— start TEXT SEGMENT —

# water gel?



## Jebb (Jul 3, 2013)

anyone not use this or know if it is totally safe?

I need a source of water for feeder crickets and the gel seems the best solution, or is there a better option, as the gel looks like something I wouldn't want my crestie eating, is it full of chemicals etc?


----------



## Ginapx (Jul 31, 2013)

Just soak some kitchen roll and leave it in a milk bottle top. We have never even considered using the water gel.


----------



## Jebb (Jul 3, 2013)

Ginapx said:


> Just soak some kitchen roll and leave it in a milk bottle top. We have never even considered using the water gel.


Yeah thanks, think I'll do that, the gel just totally puts me off.


----------



## GECKO MICK (Jun 6, 2012)

I've always used the gel for my roach and cricket colonys with no problem.


----------



## Dragon Farm (Aug 7, 2009)

Jebb said:


> anyone not use this or know if it is totally safe?
> 
> I need a source of water for feeder crickets and the gel seems the best solution, or is there a better option, as the gel looks like something I wouldn't want my crestie eating, is it full of chemicals etc?


I have never heard of any evidence that this stuff is dangerous. 

But do you want your crestie to be fed a bug filled with this gel, or one filled with mineral/vit rich watercress, dandelion, carrot etc ? 

Alot of fruit and veg is mostly water (which the crickets need) but with plenty of good healthy 'additives'. i choose to use that instead.


----------



## Dragon Farm (Aug 7, 2009)

GECKO MICK said:


> I've always used the gel for my roach and cricket colonys with no problem.


But I can't help wondering if a gecko might live six months longer, or lay an egg that hatches rather than doesn't. The differences could be quite subtle. 

Until somebody proves otherwise my gut feeling (no pun intended) is that green leaves, carrots etc has to be more nutritious and better than water crystals.


----------



## Jebb (Jul 3, 2013)

Dragon Farm said:


> I have never heard of any evidence that this stuff is dangerous.
> 
> But do you want your crestie to be fed a bug filled with this gel, or one filled with mineral/vit rich watercress, dandelion, carrot etc ?
> 
> Alot of fruit and veg is mostly water (which the crickets need) but with plenty of good healthy 'additives'. i choose to use that instead.


I have mango fig and kiwi in the RUB with the crickets but I thought you had to supply a source of water on top of that? if the fruit and veg is fine then that's even better.


----------



## Dragon Farm (Aug 7, 2009)

Nope, no need to supply extra water if fresh veg/ fruit is available. I have seen how alot of insect production is done commercially, and I have never seen or heard of water crystals being used in this setting rather than fresh food. 

Mango and kiwi are extremely water rich, I think Kiwis arevery high in vit C (not 100% sure, but def more vits than water crystals !!!). Figs are very naturally high in calcium.


----------



## Ginapx (Jul 31, 2013)

I have found that locust require water as well as their veg as they seem to dehydrate quite a bit quicker than crickets and roaches. Although you can just give crickets their veg I tend to always give them the choice of extra moisture. Also I have heard of people using potato for moisture, but potato alone is no good for gut loading as it hold no enrichment.


----------



## Jebb (Jul 3, 2013)

Dragon Farm said:


> Nope, no need to supply extra water if fresh veg/ fruit is available. I have seen how alot of insect production is done commercially, and I have never seen or heard of water crystals being used in this setting rather than fresh food.

— end TEXT SEGMENT —
— start LISTING —

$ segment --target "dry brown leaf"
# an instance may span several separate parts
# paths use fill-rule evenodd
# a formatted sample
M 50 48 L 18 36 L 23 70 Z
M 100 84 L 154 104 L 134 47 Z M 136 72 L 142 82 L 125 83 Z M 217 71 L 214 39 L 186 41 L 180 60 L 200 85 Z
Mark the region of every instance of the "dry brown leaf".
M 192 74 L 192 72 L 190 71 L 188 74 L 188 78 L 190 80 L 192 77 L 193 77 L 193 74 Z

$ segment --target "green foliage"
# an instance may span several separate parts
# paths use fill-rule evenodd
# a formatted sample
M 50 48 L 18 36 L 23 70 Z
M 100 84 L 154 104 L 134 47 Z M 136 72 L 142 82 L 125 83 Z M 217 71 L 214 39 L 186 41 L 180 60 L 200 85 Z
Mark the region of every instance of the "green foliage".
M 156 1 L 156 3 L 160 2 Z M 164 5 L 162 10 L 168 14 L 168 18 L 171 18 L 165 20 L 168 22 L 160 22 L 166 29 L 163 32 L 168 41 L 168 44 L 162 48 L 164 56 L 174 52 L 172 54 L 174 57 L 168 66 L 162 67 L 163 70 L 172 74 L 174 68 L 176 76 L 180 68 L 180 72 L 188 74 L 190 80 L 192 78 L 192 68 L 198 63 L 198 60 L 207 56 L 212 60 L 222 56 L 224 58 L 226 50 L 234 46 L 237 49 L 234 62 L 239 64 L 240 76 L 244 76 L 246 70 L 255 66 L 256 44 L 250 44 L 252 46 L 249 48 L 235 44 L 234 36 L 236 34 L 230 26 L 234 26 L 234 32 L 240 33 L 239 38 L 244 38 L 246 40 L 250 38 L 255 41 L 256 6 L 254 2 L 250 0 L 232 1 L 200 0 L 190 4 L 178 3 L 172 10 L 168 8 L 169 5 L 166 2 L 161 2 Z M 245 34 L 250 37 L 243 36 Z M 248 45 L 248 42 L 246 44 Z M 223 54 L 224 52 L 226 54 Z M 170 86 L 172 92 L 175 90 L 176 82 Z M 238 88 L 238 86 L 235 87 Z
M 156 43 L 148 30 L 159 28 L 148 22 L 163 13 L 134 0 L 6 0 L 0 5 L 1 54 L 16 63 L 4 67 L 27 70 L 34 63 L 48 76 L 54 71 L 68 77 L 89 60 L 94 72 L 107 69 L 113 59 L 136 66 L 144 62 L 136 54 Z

— end LISTING —

SHORT TASK A: Which usernames appear as post authors in the water gel thread?
SHORT TASK B: Carry the water gel thread forward from the point where it stops.

TASK ANSWER A: Jebb, Ginapx, GECKO MICK, Dragon Farm

TASK ANSWER B:
> 
> Mango and kiwi are extremely water rich, I think Kiwis arevery high in vit C (not 100% sure, but def more vits than water crystals !!!). Figs are very naturally high in calcium.


Great thanks, no gel or soggy kitchen roll for me :2thumb:


----------



## Dragon Farm (Aug 7, 2009)

Ginapx said:


> I have found that locust require water as well as their veg as they seem to dehydrate quite a bit quicker than crickets and roaches. Although you can just give crickets their veg I tend to always give them the choice of extra moisture. Also I have heard of people using potato for moisture, but potato alone is no good for gut loading as it hold no enrichment.


I have never found locusts require extra water. The common species bred in the UK has the common name of the 'Desert locust' for a reason. But they must have access to plenty of fresh green food. 

To say potato has no enrichment is very odd. I remember reading once that the UK public more of their vitamin c from potatoes than citrus fruit. 

Its definately better than water gel crystals !


----------



## Ginapx (Jul 31, 2013)

Dragon Farm said:


> I have never found locusts require extra water. The common species bred in the UK has the common name of the 'Desert locust' for a reason. But they must have access to plenty of fresh green food.
> 
> To say potato has no enrichment is very odd. I remember reading once that the UK public more of their vitamin c from potatoes than citrus fruit.
> 
> Its definately better than water gel crystals !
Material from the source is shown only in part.